■ **Your objective**: Repeat exactly the lines of the listing below, please, starting with the first and ending with the line containing "Target: green forest"; leave out the rest.

■ **Input for this task**:

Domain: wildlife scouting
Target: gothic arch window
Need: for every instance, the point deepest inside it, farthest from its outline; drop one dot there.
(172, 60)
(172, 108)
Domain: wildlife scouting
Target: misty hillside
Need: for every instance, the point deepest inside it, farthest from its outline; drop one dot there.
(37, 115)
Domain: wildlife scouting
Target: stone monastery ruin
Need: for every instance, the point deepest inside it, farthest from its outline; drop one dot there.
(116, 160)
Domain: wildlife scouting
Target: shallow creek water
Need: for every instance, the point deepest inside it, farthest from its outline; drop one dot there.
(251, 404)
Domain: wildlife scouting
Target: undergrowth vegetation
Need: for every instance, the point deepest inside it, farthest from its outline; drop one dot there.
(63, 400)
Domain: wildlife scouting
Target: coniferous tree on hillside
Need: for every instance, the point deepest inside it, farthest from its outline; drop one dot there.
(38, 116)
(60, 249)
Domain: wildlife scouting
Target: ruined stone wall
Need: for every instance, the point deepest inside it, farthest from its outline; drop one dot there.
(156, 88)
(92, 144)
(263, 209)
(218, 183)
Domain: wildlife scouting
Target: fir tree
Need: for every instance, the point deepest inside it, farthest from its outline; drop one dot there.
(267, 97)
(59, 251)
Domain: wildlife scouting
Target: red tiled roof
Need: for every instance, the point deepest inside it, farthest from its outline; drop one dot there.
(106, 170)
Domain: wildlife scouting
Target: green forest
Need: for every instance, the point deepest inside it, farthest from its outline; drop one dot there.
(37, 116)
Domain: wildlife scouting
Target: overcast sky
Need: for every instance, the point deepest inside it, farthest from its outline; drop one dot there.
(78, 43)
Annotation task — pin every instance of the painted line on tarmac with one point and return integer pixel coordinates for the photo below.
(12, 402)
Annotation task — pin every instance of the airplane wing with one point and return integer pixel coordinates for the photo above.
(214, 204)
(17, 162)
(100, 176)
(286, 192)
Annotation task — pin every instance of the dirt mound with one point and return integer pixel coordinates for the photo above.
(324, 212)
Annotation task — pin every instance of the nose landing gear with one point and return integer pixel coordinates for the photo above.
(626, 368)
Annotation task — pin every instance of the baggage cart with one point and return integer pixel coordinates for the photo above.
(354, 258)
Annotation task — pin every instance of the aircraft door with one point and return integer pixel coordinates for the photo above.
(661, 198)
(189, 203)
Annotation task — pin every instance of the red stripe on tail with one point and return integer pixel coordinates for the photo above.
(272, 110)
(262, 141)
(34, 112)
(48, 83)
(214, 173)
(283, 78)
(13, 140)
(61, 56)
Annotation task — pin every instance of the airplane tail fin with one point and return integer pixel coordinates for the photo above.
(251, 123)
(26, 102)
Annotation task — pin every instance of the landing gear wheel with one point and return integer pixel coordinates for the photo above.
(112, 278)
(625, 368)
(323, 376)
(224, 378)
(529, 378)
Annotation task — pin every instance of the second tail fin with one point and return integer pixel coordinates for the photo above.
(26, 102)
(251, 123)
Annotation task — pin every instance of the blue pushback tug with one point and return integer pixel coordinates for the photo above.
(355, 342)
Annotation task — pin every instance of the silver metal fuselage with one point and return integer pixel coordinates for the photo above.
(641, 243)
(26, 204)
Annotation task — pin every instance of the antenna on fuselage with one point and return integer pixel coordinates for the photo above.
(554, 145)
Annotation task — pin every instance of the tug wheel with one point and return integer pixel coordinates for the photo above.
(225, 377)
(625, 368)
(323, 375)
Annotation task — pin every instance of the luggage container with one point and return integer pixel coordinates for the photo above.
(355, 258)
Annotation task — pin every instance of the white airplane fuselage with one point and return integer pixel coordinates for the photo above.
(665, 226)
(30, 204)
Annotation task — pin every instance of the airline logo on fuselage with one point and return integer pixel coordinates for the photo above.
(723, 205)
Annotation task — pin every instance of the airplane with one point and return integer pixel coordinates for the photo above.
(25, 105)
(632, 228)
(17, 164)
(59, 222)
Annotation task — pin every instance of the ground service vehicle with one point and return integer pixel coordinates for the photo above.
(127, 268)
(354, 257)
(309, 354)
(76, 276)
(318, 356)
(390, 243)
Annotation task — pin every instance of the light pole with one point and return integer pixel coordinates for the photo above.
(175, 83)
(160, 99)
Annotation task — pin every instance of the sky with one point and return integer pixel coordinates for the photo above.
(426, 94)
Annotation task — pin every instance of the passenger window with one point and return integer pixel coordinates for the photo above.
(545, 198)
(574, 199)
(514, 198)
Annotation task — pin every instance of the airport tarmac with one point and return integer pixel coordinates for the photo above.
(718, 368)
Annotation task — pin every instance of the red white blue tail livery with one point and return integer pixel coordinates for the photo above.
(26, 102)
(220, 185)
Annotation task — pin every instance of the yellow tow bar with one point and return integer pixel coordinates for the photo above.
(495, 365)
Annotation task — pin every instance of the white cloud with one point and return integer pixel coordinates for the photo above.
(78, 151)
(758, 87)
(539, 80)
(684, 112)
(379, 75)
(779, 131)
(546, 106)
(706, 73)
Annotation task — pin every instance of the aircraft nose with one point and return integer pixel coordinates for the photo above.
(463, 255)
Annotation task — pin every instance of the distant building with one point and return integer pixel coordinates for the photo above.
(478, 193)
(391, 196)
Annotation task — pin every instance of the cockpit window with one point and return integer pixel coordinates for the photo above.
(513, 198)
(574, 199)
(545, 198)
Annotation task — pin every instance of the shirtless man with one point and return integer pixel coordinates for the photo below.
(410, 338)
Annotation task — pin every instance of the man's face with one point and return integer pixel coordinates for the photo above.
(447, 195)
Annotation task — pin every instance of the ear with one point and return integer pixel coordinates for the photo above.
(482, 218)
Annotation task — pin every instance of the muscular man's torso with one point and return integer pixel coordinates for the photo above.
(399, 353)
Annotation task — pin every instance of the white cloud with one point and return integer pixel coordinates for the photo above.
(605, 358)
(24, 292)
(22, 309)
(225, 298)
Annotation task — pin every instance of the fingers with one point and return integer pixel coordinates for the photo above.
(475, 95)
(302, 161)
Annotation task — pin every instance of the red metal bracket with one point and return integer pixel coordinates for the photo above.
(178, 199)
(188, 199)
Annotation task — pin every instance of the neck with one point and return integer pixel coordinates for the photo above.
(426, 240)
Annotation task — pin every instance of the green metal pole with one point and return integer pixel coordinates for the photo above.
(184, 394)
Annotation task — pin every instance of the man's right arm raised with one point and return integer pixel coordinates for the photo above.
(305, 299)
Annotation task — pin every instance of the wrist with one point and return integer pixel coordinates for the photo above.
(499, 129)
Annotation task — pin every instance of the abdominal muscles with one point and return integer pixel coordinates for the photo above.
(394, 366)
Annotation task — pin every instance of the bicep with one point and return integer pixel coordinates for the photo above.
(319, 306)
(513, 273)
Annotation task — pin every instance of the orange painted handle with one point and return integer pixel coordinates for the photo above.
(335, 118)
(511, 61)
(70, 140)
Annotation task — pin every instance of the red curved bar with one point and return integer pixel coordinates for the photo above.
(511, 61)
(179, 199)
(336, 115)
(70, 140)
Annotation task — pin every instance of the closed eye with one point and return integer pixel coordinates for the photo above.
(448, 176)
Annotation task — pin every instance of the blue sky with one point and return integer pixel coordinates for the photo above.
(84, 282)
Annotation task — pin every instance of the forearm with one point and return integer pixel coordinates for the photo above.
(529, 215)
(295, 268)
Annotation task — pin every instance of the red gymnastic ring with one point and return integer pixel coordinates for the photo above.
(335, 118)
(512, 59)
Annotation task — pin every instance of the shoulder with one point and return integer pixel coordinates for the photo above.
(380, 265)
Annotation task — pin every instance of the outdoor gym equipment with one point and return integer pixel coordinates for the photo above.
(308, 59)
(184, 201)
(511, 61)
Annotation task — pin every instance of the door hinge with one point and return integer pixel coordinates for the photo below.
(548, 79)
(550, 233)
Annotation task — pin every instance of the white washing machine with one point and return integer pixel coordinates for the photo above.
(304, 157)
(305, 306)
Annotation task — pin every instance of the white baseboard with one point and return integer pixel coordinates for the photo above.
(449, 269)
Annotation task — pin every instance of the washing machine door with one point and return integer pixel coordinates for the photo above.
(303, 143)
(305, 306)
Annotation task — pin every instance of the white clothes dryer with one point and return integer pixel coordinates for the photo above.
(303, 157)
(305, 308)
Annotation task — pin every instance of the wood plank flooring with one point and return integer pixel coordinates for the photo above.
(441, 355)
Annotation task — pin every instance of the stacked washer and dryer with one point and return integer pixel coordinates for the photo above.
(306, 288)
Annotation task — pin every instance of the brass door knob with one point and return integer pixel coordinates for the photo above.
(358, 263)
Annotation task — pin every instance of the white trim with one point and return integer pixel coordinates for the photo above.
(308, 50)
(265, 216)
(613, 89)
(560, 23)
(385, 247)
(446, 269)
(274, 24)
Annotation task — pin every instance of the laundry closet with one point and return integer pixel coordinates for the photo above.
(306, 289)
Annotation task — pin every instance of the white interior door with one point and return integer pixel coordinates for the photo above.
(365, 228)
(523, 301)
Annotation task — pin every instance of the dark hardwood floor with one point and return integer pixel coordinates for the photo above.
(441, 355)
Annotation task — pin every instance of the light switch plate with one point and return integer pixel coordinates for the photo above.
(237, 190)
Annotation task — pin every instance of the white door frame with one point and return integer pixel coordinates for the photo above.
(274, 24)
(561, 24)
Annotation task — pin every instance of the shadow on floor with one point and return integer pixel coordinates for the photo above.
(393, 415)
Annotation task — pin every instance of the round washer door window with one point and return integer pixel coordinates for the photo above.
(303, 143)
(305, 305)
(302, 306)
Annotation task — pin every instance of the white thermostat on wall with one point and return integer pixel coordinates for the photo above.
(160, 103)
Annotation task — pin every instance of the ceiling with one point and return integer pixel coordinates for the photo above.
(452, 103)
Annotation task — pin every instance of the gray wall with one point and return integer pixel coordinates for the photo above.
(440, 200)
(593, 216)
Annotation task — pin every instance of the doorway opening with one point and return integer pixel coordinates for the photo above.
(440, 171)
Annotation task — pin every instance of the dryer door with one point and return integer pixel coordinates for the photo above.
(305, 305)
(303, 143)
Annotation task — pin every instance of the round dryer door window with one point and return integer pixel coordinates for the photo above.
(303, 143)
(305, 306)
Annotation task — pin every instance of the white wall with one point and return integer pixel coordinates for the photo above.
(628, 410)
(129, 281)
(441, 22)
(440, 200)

■ **Exercise solution**:
Domain: wildlife scouting
Target: gothic arch window
Need: for every instance, the point deepest inside it, farthest from its outline; drop one dot there.
(172, 60)
(172, 108)
Domain: wildlife scouting
Target: misty hillside
Need: for every instance, the point deepest inside it, farthest from its outline; drop one dot there.
(37, 115)
Domain: wildlife scouting
Target: stone monastery ruin
Need: for every instance, the point deepest inside it, farthest from its outline; drop one dot there.
(116, 160)
Domain: wildlife scouting
Target: shallow creek water
Need: for every instance, the point deepest inside it, farthest from its outline; drop one dot there.
(251, 404)
Domain: wildlife scouting
Target: undergrowth vegetation
Need: for every instance, the point deepest inside it, farthest from its outline; drop one dot there.
(63, 400)
Domain: wildlife scouting
Target: coniferous tree on hillside
Need: for every instance, the point deepest inside it, farthest from its outline; drop one dot there.
(38, 116)
(60, 249)
Domain: wildlife scouting
Target: ruined stone wall
Need: for every instance, the point deepest inside it, farthest from its outline; drop one dot there.
(156, 88)
(92, 144)
(263, 209)
(218, 183)
Domain: wildlife scouting
Target: fir tree
Need: for every instance, the point deepest inside it, farthest from its outline; drop one dot there.
(267, 97)
(59, 251)
Domain: wildlife scouting
Target: red tiled roof
Need: for every instance, the point deepest inside it, farthest from its outline; drop one dot there.
(106, 170)
Domain: wildlife scouting
Target: green forest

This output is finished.